Après avoir donné quelques clés pour comprendre les monnaies locales dans mon dernier billet, certains de mes lecteurs m'ont demandé d'en faire de même avec la monnaie légale. Le sujet est souvent contre-intuitif, ce qui en fait tout son intérêt !
Une monnaie, c'est quoi ?
L'économie standard a une vision utilitariste de la monnaie, que l'on appelle aussi fonctionnaliste en ce qu'elle décrit la monnaie à travers les fonctions économiques mises à jour par Aristote :
* fonction de facilitation des échanges : cela signifie qu'elle permet de payer ses achats lors d'une transaction sans recourir au troc ;
* fonction de réserve de valeur : la monnaie peut être épargnée sans perdre de sa valeur (en excluant l'inflation et la perte de cours légal comme pour le Franc en 2002) ; elle permet donc de reporter du pouvoir d'achat dans le temps ;
* fonction d'étalon : la monnaie permet de jauger la valeur d'un produit quelconque.
Cependant, la monnaie peut aussi avoir des fonctions politiques et sociales, au moins aussi importantes que ses fonctions économiques, sinon plus, et hélas trop souvent négligées. En effet, la monnaie est constitutive du lien social et sans elle il n’y aurait tout simplement pas de société marchande...
Dans l’histoire, la monnaie a pris différentes formes : monnaie marchandise, monnaie métallique (pièces en métaux précieux), monnaie fiduciaire (billets de banque), monnaie scripturale (soldes créditeurs des comptes à vue gérés par les institutions financières), monnaie électronique, cryptomonnaie... Aujourd'hui, selon la Banque de France, plus de 90 % des règlements se font avec de la monnaie scripturale, la monnaie fiduciaire au sens large (billets + pièces) ne représentant tout au plus que 10 %.
Comment est créée la monnaie ?

TÂCHE À RÉALISER = Citez mot pour mot le passage du texte sur la monnaie qui va de "Dans l’histoire, la" à "la monnaie ?".

Entrées tirées d'une collection:
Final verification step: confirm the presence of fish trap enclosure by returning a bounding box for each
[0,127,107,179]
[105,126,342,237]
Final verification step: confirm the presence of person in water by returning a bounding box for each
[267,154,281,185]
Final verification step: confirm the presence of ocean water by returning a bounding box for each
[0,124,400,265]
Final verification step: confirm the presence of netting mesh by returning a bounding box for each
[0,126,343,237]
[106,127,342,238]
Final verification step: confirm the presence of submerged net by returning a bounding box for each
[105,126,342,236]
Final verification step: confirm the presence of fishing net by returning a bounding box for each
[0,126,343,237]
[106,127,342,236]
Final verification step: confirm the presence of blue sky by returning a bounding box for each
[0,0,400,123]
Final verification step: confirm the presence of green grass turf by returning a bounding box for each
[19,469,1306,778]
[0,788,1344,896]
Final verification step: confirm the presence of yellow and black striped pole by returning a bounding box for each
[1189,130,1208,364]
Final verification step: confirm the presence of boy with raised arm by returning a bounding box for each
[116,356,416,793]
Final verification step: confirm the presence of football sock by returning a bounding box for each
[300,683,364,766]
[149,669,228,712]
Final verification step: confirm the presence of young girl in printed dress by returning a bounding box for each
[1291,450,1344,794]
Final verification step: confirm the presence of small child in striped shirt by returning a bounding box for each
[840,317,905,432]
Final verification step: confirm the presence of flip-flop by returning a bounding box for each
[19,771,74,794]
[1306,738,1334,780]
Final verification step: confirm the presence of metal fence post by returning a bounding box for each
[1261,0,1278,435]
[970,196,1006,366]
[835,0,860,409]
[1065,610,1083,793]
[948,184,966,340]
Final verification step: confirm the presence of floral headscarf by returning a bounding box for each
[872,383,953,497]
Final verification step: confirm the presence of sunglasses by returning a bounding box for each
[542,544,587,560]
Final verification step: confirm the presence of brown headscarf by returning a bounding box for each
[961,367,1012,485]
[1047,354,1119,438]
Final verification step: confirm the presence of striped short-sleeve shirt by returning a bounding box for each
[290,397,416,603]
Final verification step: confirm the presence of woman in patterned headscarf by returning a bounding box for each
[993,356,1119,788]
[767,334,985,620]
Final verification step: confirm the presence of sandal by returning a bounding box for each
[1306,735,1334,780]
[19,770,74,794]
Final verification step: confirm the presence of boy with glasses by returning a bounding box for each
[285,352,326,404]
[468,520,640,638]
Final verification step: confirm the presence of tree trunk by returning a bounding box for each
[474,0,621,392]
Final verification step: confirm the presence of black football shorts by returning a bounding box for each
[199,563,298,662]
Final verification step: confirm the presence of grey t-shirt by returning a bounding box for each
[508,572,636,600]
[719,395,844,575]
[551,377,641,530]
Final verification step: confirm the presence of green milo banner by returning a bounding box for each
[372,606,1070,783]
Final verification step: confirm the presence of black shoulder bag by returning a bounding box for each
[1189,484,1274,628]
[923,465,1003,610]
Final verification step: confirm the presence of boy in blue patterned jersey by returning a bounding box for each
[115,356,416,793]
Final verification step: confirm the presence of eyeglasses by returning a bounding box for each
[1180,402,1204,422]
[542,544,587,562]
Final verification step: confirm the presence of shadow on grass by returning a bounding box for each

SOLUTION =
Dans l’histoire, la monnaie a pris différentes formes : monnaie marchandise, monnaie métallique (pièces en métaux précieux), monnaie fiduciaire (billets de banque), monnaie scripturale (soldes créditeurs des comptes à vue gérés par les institutions financières), monnaie électronique, cryptomonnaie... Aujourd'hui, selon la Banque de France, plus de 90 % des règlements se font avec de la monnaie scripturale, la monnaie fiduciaire au sens large (billets + pièces) ne représentant tout au plus que 10 %.
Comment est créée la monnaie ?